▶ _Text to read_:
──────
Connecting the magnitudes of the downstair-steps from the huge numbers of ova produced, immobile yolk-sac prolarva , active postlarval predators (menhaden larvae “…capture their prey by flexing and striking like a snake..”) juveniles and adults various, even changing diets, as to species is difficult and dominated by the usual models which give conflicting results. Some, including managers, stay entirely with the spawning stock size relationship, often blaming all on fishing, despite obvious effects from cold, especially when that polar air comes down which happened in 2021. I guess Russians are more cold experts than us southerners, especially more than our formerly well-respected journals.
The Russians certainly have more experience with cold!
I don’t understand, how does CO2 cause the earth’s rotation to slowdown.?
I have no idea!
Wait for it. Someone will post something about conservation of matter.
CO2 has more mass than O2 or H2O. Therefore it causes the same effect as a figure skater arm extensions.
/sarc
This is just nonsense. Somehow we are meant to believe that a change in the length of the day by one part in 84 million will change the earth’s average temperature 12 years later and that doubling the amount of CO2 in the atmosphere will do nothing at all.
On top of which people here seem to be in the Willis’ ideas about emergent phenomena acting as negative feedback. Yet these feedbacks are apparently so weak that they can’t stop an effect caused by a change as small as altering the length of the day by a millisecond.
I think what Lambeck and Cazenave are proposing is that whatever causes major long-term changes in LOD, such as occurred in 1972, 12-years later causes climate change. They don’t think the change in LOD causes the climate change. I’m skeptical of both ideas. I’m convinced that atmospheric circulation patterns change LOD and that atmospheric circulation patterns cause climate change, but changes in LOD do not cause climate change. Also, given my regression results I doubt the 12-year lag as well.
I added a clarifying sentence after figure 4 to make my conclusions about the proposed 12-year lag more clear. LOD and its relationship to climate change is very poorly understood. Most (including me) think that it is a reaction to something that causes climate change, probably periodic changes to global wind circulation, not that LOD itself affects climate change. As such, it may provide some sort of early warning that climate change will occur in the future, but only because LOD reacts to the real change first and climate later. Personally, I’m a little skeptical of the lag since the statistics of the relationship are the same with and without the lag, although the relationship looks better visually with the lag.
──────
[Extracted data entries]
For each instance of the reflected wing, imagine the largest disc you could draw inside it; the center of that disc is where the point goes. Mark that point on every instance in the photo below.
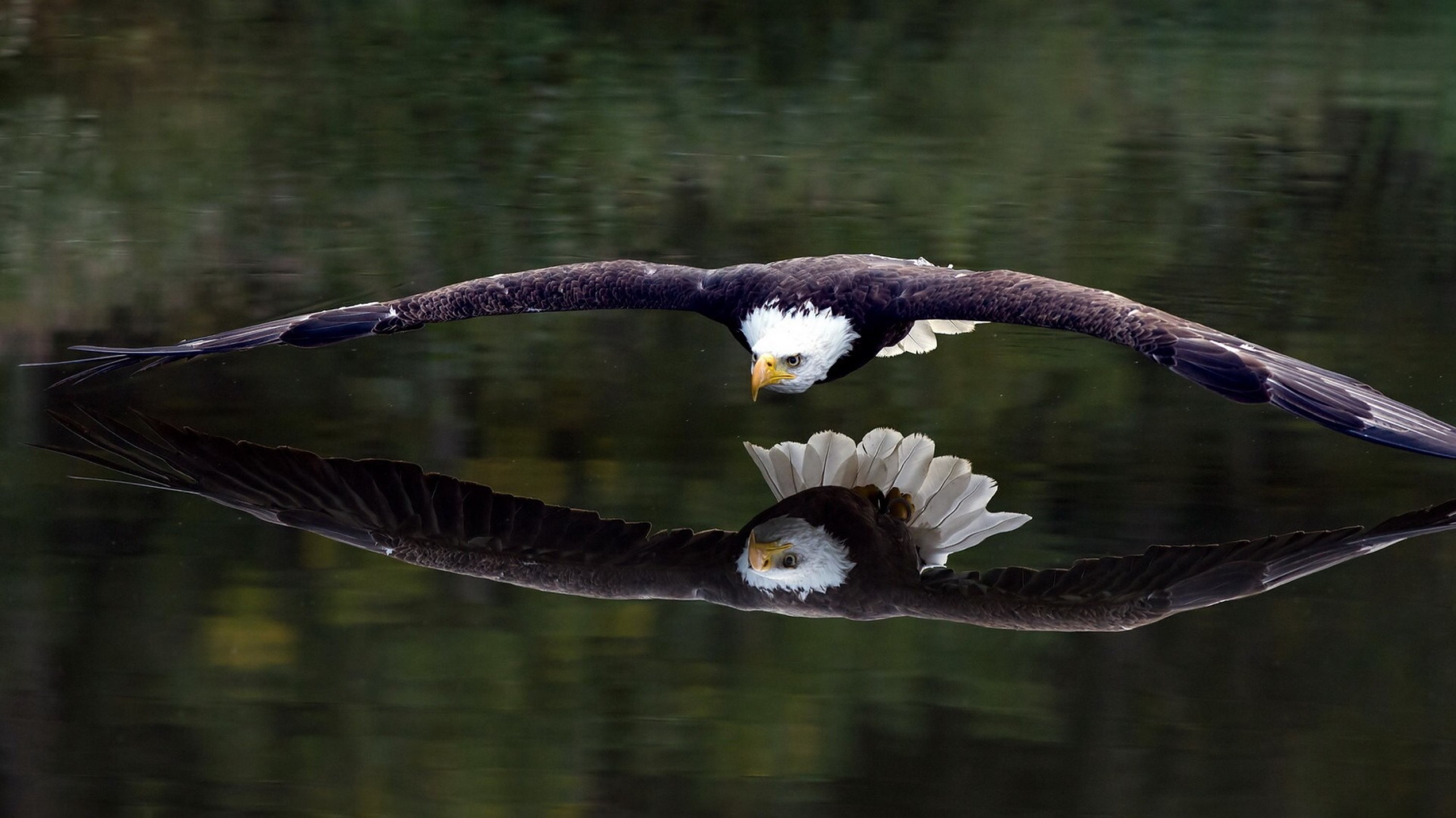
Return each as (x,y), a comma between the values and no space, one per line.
(592,286)
(1224,363)
(1126,593)
(424,519)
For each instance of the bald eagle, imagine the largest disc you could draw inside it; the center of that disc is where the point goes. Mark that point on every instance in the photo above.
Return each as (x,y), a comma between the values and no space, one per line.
(830,546)
(817,319)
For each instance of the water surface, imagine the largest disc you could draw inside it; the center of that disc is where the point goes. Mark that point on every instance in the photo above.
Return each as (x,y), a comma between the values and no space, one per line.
(1279,172)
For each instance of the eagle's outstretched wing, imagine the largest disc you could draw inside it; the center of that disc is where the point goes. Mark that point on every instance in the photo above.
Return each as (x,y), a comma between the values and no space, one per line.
(1224,363)
(424,519)
(1130,591)
(592,286)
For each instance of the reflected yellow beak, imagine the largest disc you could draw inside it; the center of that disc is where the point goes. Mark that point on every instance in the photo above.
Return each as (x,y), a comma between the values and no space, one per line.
(762,554)
(766,372)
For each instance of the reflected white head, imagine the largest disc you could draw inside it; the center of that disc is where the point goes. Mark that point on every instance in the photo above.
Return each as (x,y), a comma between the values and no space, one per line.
(788,554)
(794,348)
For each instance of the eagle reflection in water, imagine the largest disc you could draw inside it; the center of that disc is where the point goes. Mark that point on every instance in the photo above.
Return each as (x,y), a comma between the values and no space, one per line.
(857,532)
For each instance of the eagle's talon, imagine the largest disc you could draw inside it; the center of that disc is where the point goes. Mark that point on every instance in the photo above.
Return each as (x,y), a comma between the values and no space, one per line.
(899,506)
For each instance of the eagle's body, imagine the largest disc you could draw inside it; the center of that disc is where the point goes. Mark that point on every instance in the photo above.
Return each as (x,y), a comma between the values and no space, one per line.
(817,319)
(887,561)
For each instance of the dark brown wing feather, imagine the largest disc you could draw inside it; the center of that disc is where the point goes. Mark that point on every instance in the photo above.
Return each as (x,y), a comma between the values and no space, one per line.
(424,519)
(1126,593)
(592,286)
(1224,363)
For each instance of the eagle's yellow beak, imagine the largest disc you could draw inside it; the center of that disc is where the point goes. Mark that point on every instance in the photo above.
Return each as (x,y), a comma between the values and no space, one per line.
(766,372)
(762,554)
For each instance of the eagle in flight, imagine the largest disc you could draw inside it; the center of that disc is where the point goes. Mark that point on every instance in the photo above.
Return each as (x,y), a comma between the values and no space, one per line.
(857,532)
(817,319)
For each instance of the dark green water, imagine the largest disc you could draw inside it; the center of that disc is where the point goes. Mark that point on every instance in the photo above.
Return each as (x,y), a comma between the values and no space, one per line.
(1277,171)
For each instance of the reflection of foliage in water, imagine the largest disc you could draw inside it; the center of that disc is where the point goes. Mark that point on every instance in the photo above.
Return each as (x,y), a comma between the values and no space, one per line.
(175,174)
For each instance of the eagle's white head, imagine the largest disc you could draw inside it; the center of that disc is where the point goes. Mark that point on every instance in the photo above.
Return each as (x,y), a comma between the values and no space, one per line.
(794,347)
(788,554)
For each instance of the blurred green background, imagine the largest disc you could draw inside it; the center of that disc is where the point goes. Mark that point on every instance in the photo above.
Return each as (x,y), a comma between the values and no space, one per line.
(1280,171)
──────
▶ _Exercises_:
**A.** Decide whether each statement agrees with the thread on day length and climate. Answer yes or no, and quote the words of the thread that settle it.
(i) One post puts the change in the length of the day at one part in 84 million.
(ii) The post about a clarifying sentence after figure 4 holds that length of day itself affects climate change.
(iii) That same post reports that the statistics of the relationship are stronger with the 12-year lag than without it.
**B.** Go on with the thread on day length and climate, starting after its final post.
The extracted lines above are not needed.

▶ _Replies_:
**A.**
(i) Yes: "a change in the length of the day by one part in 84 million"
(ii) No: "not that LOD itself affects climate change"
(iii) No: "the statistics of the relationship are the same with and without the lag"

**B.**
Joseph Fournier quantified how albedo dominates over CO2 – extracts.
“Clouds, Not CO2, Drive Climate: How Orbital Dynamics and Albedo Outshine Greenhouse Gas Myths. Part III of III – Introducing the Orbitally Modulated Planetary Albebo Effect hypothesis.
Joseph Fournier, Ph.D. Jun 30, 2025
https://josephfournier.substack.com/p/clouds-not-co2-drive-climate-how
“In conclusion, this series challenges the dominant narrative that CO2 drives climate change, emphasizing the Orbitally Modulated Planetary Albedo Effect as a primary climate forcing mechanism. Clouds, modulated by Pacific Walker Circulation and orbital dynamics, exert a far greater influence on global temperatures than CO2, with albedo reductions since 2000 surpassing CO2’s radiative impact since the 18th century.
Ned Nikolov’s 2024 study, supported by CERES data, demonstrates that solar-driven albedo variations account for nearly all recent warming. These findings demand a reevaluation of anthropogenic forcing, highlighting clouds and orbital cycles as critical drivers of Earth’s climate system.”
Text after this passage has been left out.